==== Data entries
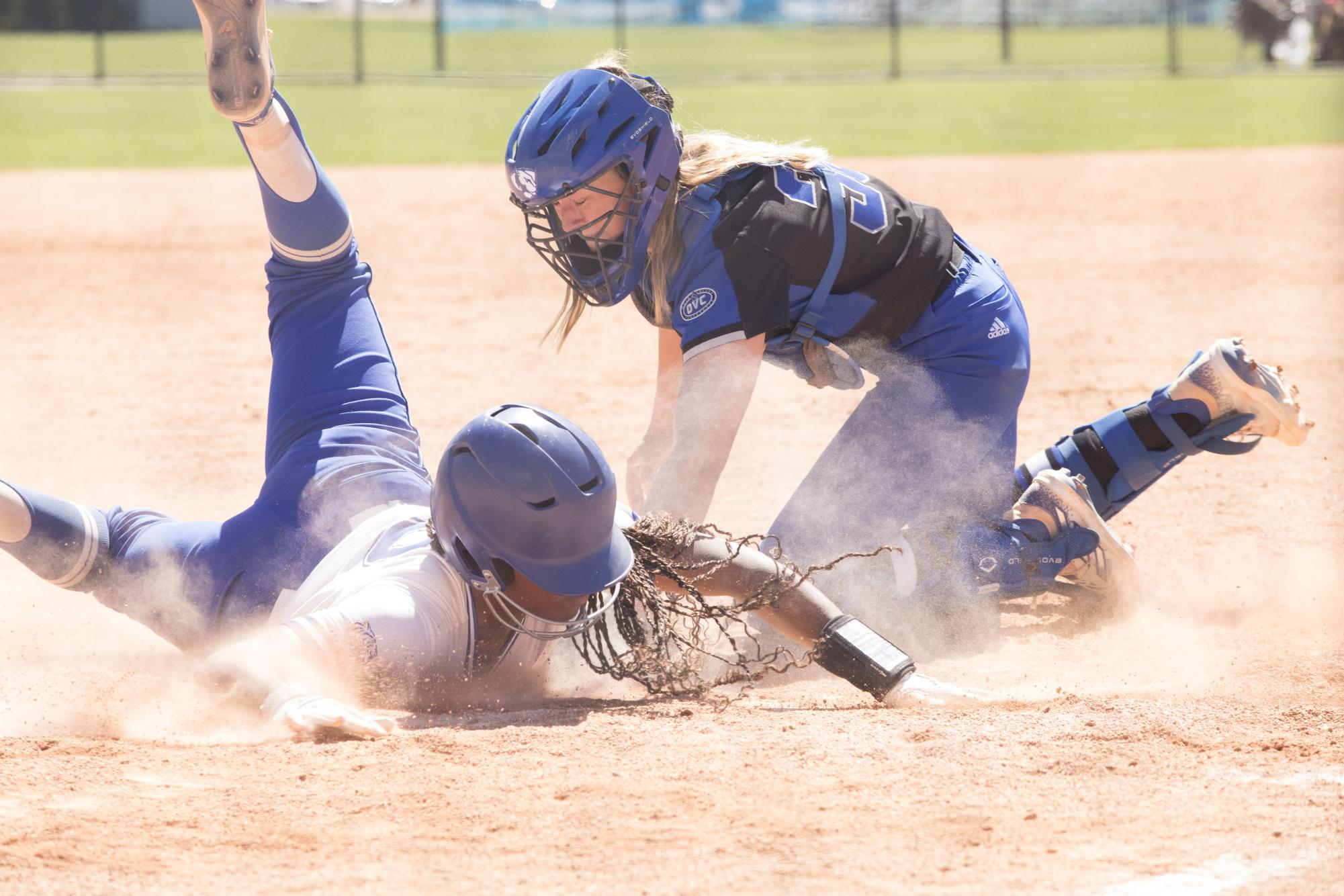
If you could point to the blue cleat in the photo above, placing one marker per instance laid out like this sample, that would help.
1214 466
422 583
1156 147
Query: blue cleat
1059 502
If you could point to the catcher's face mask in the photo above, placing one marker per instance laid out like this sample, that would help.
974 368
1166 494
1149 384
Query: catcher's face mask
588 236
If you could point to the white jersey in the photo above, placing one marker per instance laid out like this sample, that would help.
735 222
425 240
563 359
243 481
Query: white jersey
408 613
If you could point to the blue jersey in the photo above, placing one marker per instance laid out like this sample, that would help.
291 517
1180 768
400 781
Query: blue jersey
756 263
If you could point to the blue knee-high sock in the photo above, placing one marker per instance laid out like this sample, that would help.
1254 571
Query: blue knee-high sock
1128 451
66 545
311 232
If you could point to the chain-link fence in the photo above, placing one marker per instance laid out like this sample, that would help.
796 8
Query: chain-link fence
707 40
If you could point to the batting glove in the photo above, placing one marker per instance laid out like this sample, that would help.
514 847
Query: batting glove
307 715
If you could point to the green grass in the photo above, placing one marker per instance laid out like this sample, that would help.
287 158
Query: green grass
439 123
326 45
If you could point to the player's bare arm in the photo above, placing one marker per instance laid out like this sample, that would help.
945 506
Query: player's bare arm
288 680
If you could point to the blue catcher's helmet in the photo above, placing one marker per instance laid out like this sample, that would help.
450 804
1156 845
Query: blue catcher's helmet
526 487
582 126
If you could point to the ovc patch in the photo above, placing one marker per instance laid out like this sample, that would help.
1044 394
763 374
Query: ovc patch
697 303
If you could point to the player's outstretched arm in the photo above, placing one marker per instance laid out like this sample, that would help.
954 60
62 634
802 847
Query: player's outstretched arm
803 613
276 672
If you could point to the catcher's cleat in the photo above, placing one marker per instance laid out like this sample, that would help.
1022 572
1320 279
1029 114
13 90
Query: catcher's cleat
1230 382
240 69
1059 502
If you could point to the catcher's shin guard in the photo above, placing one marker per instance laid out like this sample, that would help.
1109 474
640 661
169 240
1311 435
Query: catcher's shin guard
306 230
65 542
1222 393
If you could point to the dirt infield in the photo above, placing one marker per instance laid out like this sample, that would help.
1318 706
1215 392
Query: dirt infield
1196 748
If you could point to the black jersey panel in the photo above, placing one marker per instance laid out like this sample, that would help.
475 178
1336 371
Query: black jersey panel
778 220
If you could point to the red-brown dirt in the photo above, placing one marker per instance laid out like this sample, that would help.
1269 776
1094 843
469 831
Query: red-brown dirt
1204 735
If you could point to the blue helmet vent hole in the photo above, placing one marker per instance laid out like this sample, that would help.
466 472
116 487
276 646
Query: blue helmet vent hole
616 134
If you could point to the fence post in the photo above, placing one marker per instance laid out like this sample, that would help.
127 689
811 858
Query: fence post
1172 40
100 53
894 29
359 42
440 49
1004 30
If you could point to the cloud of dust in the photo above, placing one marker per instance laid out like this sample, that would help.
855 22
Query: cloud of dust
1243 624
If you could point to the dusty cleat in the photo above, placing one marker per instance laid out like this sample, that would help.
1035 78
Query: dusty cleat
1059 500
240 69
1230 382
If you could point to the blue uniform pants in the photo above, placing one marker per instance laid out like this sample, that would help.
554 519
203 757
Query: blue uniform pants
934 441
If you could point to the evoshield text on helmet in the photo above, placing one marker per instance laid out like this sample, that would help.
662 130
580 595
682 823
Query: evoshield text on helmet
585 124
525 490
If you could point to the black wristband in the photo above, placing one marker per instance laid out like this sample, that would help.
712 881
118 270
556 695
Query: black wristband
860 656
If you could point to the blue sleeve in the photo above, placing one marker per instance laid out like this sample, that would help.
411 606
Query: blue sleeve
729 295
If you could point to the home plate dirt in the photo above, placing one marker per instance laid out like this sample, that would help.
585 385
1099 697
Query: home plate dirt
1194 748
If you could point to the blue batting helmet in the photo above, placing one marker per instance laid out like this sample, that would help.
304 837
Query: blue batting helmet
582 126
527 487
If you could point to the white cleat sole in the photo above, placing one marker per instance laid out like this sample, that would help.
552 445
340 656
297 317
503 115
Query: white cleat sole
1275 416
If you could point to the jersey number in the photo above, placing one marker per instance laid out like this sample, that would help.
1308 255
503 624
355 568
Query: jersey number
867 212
========
==== Data entries
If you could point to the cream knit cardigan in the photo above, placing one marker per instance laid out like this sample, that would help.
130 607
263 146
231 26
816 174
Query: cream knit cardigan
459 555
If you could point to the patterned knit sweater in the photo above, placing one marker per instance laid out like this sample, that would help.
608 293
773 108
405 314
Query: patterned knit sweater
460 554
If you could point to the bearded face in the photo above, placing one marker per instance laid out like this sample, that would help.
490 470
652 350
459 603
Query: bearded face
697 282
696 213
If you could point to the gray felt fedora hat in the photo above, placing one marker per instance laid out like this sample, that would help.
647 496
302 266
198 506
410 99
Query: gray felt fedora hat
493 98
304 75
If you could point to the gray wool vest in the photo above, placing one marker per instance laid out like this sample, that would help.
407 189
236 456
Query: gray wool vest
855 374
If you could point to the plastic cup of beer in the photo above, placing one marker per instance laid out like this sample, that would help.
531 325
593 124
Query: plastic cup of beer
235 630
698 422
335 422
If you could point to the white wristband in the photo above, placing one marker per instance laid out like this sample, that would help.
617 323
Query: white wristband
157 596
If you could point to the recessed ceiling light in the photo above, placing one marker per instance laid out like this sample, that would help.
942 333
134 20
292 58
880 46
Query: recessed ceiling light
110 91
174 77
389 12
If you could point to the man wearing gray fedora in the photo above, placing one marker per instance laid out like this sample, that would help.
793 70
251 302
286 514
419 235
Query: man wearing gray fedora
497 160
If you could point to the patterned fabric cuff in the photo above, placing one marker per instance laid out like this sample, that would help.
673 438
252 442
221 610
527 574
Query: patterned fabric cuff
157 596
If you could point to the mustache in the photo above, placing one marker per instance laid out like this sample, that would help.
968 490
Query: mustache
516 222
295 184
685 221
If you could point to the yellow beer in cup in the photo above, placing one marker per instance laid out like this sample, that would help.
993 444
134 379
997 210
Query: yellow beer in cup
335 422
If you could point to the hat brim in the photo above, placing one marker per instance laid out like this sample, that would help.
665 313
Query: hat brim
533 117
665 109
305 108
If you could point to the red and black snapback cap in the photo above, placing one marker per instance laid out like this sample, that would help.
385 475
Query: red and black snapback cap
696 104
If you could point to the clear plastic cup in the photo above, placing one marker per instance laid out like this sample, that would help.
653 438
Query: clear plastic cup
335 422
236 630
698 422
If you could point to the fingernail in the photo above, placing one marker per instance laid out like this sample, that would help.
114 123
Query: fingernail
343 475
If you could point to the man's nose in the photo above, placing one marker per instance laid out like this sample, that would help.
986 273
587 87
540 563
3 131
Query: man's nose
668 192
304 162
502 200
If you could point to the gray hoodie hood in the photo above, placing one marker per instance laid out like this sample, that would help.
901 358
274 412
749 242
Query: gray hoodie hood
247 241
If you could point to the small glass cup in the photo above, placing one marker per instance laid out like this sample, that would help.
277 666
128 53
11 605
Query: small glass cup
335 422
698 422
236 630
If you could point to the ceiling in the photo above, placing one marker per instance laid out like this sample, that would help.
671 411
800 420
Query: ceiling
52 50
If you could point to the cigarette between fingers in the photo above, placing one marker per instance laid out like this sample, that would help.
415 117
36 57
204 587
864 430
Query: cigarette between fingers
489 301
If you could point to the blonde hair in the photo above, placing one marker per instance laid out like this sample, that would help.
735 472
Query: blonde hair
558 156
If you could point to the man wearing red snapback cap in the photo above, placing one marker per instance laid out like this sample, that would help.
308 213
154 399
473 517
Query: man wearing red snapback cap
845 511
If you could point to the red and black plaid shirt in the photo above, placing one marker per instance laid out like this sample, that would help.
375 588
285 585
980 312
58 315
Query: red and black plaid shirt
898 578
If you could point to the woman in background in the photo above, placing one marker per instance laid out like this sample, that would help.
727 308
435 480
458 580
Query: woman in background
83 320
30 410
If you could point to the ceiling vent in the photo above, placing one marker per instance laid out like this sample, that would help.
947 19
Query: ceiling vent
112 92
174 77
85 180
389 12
========
What is being asked>
Locate each line in the entries above that contains the string "guard", and copy all of those lines.

Output for this exercise>
If you could point to the catcher's shin guard in the photo above, placing one marker per instance laid out like this sample, that would help.
Query: catcher's shin guard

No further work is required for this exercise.